## SHORT TASK
Extract each line in the rows below that contains the word "white", and copy those lines unchanged.

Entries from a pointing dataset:
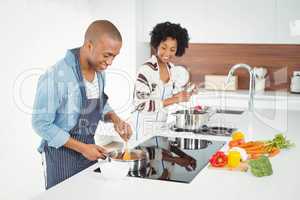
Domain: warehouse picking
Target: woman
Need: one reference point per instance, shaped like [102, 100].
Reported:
[154, 90]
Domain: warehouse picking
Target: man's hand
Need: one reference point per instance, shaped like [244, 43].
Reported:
[183, 96]
[124, 129]
[93, 152]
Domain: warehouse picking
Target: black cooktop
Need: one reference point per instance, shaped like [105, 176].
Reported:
[208, 130]
[185, 164]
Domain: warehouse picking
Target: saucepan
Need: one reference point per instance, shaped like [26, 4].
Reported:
[116, 167]
[191, 143]
[191, 119]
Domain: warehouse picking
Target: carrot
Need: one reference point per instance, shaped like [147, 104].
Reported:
[274, 152]
[255, 156]
[251, 144]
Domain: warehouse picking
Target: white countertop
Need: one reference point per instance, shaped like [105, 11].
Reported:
[209, 184]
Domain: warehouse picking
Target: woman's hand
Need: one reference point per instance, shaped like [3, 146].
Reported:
[182, 96]
[124, 129]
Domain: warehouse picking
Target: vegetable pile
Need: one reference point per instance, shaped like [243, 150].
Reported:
[261, 166]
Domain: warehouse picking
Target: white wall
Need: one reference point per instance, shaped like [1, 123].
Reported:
[227, 21]
[34, 35]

## SOLUTION
Target: white countertop
Target: white wall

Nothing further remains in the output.